Output the opening lines of the records exactly. End with the line that contains "Label a point on each instance of the black".

Point-per-instance localization data
☆ ☆ ☆ ☆ ☆ ☆ ☆

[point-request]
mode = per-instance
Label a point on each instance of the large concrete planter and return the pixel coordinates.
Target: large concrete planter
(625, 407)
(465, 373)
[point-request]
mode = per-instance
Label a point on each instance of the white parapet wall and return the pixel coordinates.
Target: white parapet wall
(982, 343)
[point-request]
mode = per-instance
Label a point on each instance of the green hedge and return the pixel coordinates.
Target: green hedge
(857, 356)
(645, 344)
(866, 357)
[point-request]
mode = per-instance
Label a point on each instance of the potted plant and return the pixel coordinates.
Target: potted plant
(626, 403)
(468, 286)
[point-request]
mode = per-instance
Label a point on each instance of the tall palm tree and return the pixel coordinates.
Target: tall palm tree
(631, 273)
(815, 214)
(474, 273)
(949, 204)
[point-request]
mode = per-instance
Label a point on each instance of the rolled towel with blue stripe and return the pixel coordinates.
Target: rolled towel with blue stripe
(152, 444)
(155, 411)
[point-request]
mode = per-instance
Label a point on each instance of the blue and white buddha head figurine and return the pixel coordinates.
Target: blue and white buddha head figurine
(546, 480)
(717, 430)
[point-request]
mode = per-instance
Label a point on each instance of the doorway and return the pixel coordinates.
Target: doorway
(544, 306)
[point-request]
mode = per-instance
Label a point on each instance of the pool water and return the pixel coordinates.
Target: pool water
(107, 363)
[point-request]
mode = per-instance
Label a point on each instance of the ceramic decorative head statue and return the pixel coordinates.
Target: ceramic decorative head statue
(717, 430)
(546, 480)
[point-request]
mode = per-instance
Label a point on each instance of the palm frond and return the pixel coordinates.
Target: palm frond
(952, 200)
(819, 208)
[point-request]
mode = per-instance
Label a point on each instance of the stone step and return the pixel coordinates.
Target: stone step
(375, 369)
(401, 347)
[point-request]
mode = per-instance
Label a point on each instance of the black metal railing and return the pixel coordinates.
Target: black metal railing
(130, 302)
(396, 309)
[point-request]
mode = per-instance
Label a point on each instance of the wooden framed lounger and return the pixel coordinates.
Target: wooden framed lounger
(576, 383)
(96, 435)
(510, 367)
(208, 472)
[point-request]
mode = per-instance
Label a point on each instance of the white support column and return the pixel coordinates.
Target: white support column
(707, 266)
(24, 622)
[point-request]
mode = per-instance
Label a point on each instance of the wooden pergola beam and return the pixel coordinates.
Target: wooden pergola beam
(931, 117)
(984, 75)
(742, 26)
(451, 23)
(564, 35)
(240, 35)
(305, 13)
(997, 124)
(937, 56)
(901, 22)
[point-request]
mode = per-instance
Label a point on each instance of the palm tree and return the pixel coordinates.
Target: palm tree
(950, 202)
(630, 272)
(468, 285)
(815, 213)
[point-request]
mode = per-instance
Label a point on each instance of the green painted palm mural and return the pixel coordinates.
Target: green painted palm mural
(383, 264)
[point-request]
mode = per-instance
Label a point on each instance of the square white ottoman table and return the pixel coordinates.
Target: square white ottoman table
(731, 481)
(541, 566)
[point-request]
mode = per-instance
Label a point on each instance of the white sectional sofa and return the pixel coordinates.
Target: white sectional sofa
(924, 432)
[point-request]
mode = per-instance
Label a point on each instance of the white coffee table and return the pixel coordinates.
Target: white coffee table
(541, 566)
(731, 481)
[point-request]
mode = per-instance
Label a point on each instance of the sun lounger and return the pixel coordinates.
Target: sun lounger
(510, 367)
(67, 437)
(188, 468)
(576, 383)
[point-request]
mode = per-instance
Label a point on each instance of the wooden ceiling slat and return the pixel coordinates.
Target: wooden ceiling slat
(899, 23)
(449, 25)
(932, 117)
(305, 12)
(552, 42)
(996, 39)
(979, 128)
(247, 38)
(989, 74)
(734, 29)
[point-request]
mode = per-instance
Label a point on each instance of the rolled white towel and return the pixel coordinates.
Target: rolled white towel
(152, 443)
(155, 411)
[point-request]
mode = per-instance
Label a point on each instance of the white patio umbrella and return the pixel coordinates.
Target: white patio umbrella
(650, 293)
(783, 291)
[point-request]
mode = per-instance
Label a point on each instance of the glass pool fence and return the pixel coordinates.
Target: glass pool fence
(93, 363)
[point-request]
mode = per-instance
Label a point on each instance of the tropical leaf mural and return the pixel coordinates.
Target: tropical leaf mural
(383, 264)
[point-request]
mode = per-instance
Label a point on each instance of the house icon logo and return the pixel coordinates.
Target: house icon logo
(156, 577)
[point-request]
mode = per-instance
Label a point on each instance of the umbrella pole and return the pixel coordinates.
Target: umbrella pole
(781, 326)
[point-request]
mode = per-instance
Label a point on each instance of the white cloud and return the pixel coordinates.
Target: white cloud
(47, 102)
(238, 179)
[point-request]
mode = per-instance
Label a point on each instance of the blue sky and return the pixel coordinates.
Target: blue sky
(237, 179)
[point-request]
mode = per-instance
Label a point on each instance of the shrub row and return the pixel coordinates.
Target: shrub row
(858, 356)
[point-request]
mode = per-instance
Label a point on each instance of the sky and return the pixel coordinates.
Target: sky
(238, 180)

☆ ☆ ☆ ☆ ☆ ☆ ☆

**Response below:**
[point-request]
mode = per-instance
Label a point on each instance of the large concrete planter and return the pixel coordinates.
Target: large concrete planter
(625, 407)
(465, 373)
[point-request]
mode = per-instance
Label a point on each instance of the white parapet wall and return the pixel coordinates.
Target: white parapet wall
(982, 343)
[point-request]
mode = per-instance
Label a point on each instance of the green hedge and return the pixel coordinates.
Target: green hedge
(857, 356)
(645, 344)
(866, 357)
[point-request]
mode = per-instance
Label a point on each instance of the potted plant and return the pixel coordinates.
Target: potted plant
(626, 403)
(468, 286)
[point-request]
mode = per-instance
Label a point on each instance of the tall palm tree and return the pixel coordinates.
Target: tall palm tree
(631, 273)
(815, 214)
(474, 273)
(949, 204)
[point-request]
mode = per-instance
Label a point on each instance of the rolled towel with blue stripe and return the pixel coordinates.
Target: rolled towel with blue stripe
(152, 444)
(155, 411)
[point-request]
mode = per-instance
Label a point on each instance of the blue and white buddha head figurine and return the pixel coordinates.
Target: blue and white buddha head figurine
(546, 480)
(717, 430)
[point-request]
mode = per-instance
Label a point on each instance of the doorway and return the pixel coordinates.
Target: doorway
(544, 306)
[point-request]
mode = per-instance
Label a point on each instance of the pool water and return the pixel coordinates.
Target: pool water
(107, 363)
[point-request]
mode = per-instance
Label a point on each instance of the ceramic decorative head statue and return the pixel coordinates.
Target: ceramic decorative head statue
(717, 430)
(546, 480)
[point-request]
mode = per-instance
Label a point on each instance of the palm frond and return the pixel coordinates.
Target: palm frond
(952, 200)
(819, 208)
[point-request]
mode = per-instance
Label a point on each instance of the stone step and return the pixel coordinates.
Target: stone step
(375, 369)
(401, 347)
[point-request]
mode = per-instance
Label a point on each instance of the black metal railing and return the pixel coordinates.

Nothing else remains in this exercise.